Fragment:

Reorganisatie: plat, stil of natuurlijk
De Rijksdienst bijvoorbeeld, is hybride door de veelheid, complexiteit, vorm, route en snelheid van informatie. Grenzen van beleidsdomeinen schuiven, krimpen of zetten uit; op elk onderwerp is wel overlap. Een goede overheid is dus ingewikkeld en stroperig, want anders heerst regentisme en geen samenwerking en afstemming. Bestuur, beleid en uitvoering eisen op alle echelons georganiseerde inzicht en ervaring. Daarnaast wordt afgerekend op reactiesnelheid. Als iets hiervan niet goed loopt, is nerveus gedrag het gevolg. Een structuur die juist op moeilijke momenten moet standhouden en rust brengen is dus cruciaal. Dat zijn werkroutines en structuren die tot samenwerken dwingen, maar geen voortgangsbelemmeringen vormen. Met dergelijke structuren hoeven overheids- en bedrijfsmanagers minder vaak verantwoordelijk worden gehouden voor crises en onopgeloste vraagstukken.
Platte reorganisaties, die alleen domeinen en personeelssamenstelling omgooien, zijn nog steeds populair, zeker in tijden ban bezuinigingen en personeelsreducties. Vaak wordt deze vervangen, of gaat ze gepaard aan, een meer kokette cultuurveranderingsoperatie. Ik noem dat stille reorganisaties.
Met deze interventies worden bemanningsleden wel overboord gekieperd of springen degenen die averij zien aankomen liever zelf, maar krijgt men geen vat op de ‘natuurlijke’ organisatie: die van de mensen in het bedrijf die wel weten wat ze moeten doen. Voor goede werknemers is immers alleen verbetering acceptabel; voor machtsspel zijn zij vaak niet te porren. Het gaat hen om prettig werken in een goede samenwerking tussen inhoudelijke en stafachtige competenties, combinatie van vernieuwende beleidskracht, betrouwbare uitvoering en om afdelingen die effectief kritische massa bezitten. Stille en platte reorganisaties ondergraven de continuïteit; het begin van een rampscenario. Vernieuwing van beleid is essentieel; het radicaal “omgooien van de tent” leidt tot navelstaren en positiespel. Voor natuurlijke reorganisaties is altijd draagvlak: dat werkt namelijk lekker en dat ziet iedereen in.

De opdracht: Kopieer uit het fragment over reorganisaties letterlijk het stuk van "Platte reorganisaties, die" tot en met "dat stille reorganisaties.".

De records:
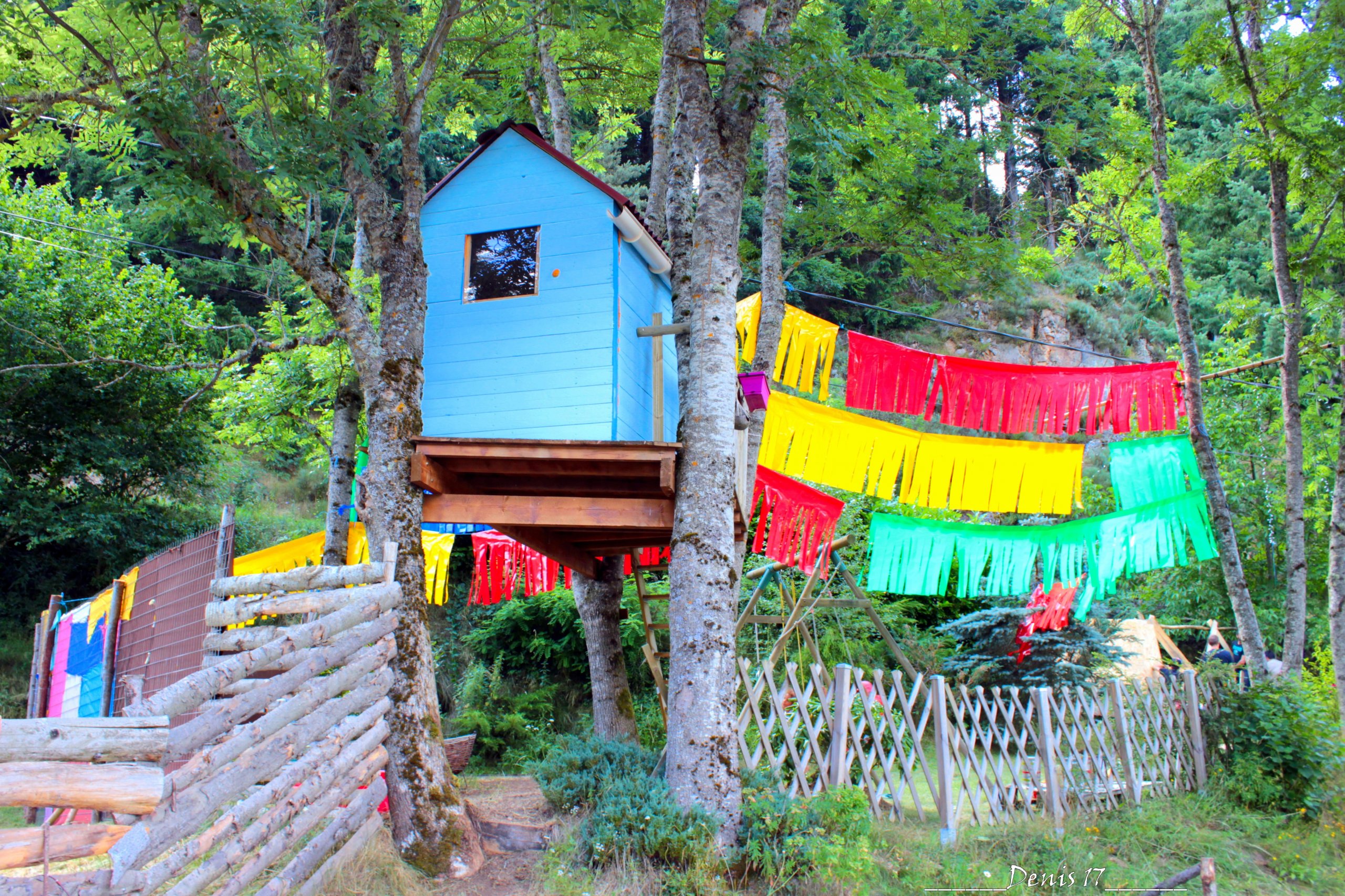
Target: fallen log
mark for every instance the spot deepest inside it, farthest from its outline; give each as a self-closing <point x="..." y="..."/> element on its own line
<point x="25" y="847"/>
<point x="84" y="741"/>
<point x="191" y="736"/>
<point x="240" y="610"/>
<point x="353" y="848"/>
<point x="200" y="686"/>
<point x="299" y="579"/>
<point x="112" y="787"/>
<point x="354" y="732"/>
<point x="276" y="832"/>
<point x="90" y="883"/>
<point x="186" y="811"/>
<point x="313" y="855"/>
<point x="314" y="695"/>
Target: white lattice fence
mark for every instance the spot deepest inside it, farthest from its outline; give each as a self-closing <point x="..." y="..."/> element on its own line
<point x="981" y="756"/>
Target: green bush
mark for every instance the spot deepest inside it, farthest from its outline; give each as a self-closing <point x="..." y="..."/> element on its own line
<point x="637" y="817"/>
<point x="512" y="728"/>
<point x="822" y="839"/>
<point x="633" y="813"/>
<point x="1281" y="747"/>
<point x="577" y="768"/>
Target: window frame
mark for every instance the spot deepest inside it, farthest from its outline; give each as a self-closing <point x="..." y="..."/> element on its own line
<point x="467" y="265"/>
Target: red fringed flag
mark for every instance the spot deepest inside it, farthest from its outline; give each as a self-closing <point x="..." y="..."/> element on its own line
<point x="883" y="376"/>
<point x="803" y="520"/>
<point x="500" y="560"/>
<point x="1052" y="615"/>
<point x="1012" y="399"/>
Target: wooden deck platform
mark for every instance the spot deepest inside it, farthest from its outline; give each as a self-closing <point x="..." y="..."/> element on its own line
<point x="572" y="501"/>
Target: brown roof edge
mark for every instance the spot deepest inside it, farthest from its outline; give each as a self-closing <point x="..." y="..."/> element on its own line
<point x="534" y="136"/>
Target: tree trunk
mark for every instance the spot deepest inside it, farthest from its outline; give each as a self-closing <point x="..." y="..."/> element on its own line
<point x="1007" y="132"/>
<point x="601" y="610"/>
<point x="1336" y="567"/>
<point x="1144" y="34"/>
<point x="429" y="820"/>
<point x="775" y="198"/>
<point x="342" y="473"/>
<point x="661" y="145"/>
<point x="563" y="126"/>
<point x="1296" y="555"/>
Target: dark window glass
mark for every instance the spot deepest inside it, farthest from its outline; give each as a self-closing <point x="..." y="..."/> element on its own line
<point x="502" y="264"/>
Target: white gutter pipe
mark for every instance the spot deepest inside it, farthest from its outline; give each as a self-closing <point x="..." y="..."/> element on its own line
<point x="635" y="233"/>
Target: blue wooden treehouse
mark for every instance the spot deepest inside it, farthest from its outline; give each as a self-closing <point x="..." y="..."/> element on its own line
<point x="546" y="415"/>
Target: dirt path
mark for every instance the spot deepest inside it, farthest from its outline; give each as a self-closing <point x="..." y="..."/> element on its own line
<point x="509" y="798"/>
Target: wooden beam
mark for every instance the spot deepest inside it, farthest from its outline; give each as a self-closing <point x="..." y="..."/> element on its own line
<point x="546" y="450"/>
<point x="572" y="467"/>
<point x="23" y="847"/>
<point x="84" y="741"/>
<point x="541" y="510"/>
<point x="427" y="475"/>
<point x="116" y="787"/>
<point x="561" y="552"/>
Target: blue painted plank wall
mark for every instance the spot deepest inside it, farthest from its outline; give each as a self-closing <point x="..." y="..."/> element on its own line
<point x="642" y="294"/>
<point x="533" y="368"/>
<point x="564" y="363"/>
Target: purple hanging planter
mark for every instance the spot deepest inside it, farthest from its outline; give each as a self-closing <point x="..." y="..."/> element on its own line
<point x="755" y="389"/>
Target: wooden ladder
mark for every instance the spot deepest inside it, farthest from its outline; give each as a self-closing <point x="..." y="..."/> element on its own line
<point x="654" y="655"/>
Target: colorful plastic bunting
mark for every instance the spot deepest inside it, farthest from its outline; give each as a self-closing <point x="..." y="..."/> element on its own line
<point x="858" y="454"/>
<point x="1147" y="470"/>
<point x="500" y="561"/>
<point x="802" y="520"/>
<point x="1052" y="615"/>
<point x="808" y="345"/>
<point x="1012" y="399"/>
<point x="915" y="556"/>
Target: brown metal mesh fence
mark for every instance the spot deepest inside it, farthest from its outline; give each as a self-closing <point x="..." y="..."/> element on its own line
<point x="163" y="638"/>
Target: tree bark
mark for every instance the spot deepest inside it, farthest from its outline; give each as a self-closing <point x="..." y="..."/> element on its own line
<point x="563" y="126"/>
<point x="1290" y="374"/>
<point x="342" y="471"/>
<point x="775" y="198"/>
<point x="702" y="754"/>
<point x="599" y="602"/>
<point x="1336" y="548"/>
<point x="1142" y="22"/>
<point x="1005" y="96"/>
<point x="661" y="145"/>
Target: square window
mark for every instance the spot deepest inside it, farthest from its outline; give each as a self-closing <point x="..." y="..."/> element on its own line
<point x="501" y="264"/>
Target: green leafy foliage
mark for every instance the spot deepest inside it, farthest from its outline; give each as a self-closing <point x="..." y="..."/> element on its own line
<point x="1279" y="747"/>
<point x="822" y="840"/>
<point x="512" y="725"/>
<point x="576" y="768"/>
<point x="988" y="649"/>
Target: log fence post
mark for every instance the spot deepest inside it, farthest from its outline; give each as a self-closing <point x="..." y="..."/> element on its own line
<point x="943" y="758"/>
<point x="1121" y="734"/>
<point x="1197" y="734"/>
<point x="1047" y="759"/>
<point x="840" y="725"/>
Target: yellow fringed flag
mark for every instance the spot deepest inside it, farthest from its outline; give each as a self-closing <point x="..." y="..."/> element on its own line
<point x="808" y="343"/>
<point x="858" y="454"/>
<point x="308" y="552"/>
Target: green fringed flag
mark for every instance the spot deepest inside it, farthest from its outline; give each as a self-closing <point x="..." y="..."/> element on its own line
<point x="912" y="556"/>
<point x="1149" y="470"/>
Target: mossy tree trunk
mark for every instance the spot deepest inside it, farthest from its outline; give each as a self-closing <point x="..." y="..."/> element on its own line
<point x="599" y="602"/>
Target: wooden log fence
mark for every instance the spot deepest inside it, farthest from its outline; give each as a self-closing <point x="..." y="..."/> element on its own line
<point x="270" y="787"/>
<point x="925" y="747"/>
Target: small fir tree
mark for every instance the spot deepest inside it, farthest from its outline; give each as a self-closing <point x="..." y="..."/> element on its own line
<point x="988" y="648"/>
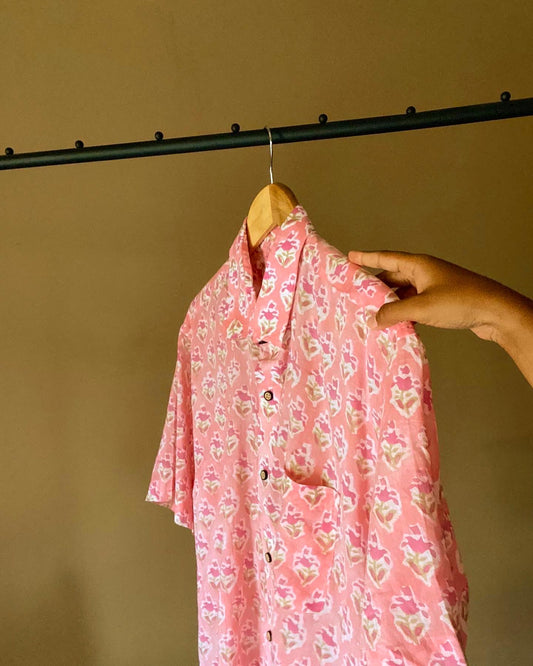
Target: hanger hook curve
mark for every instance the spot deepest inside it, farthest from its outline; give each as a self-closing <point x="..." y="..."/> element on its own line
<point x="271" y="155"/>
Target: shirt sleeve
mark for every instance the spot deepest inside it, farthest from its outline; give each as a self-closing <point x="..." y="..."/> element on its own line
<point x="417" y="585"/>
<point x="172" y="480"/>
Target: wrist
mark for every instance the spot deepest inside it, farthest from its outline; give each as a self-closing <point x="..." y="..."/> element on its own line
<point x="512" y="315"/>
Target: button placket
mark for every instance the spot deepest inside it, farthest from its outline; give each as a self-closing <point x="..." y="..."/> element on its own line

Het antwoord:
Platte reorganisaties, die alleen domeinen en personeelssamenstelling omgooien, zijn nog steeds populair, zeker in tijden ban bezuinigingen en personeelsreducties. Vaak wordt deze vervangen, of gaat ze gepaard aan, een meer kokette cultuurveranderingsoperatie. Ik noem dat stille reorganisaties.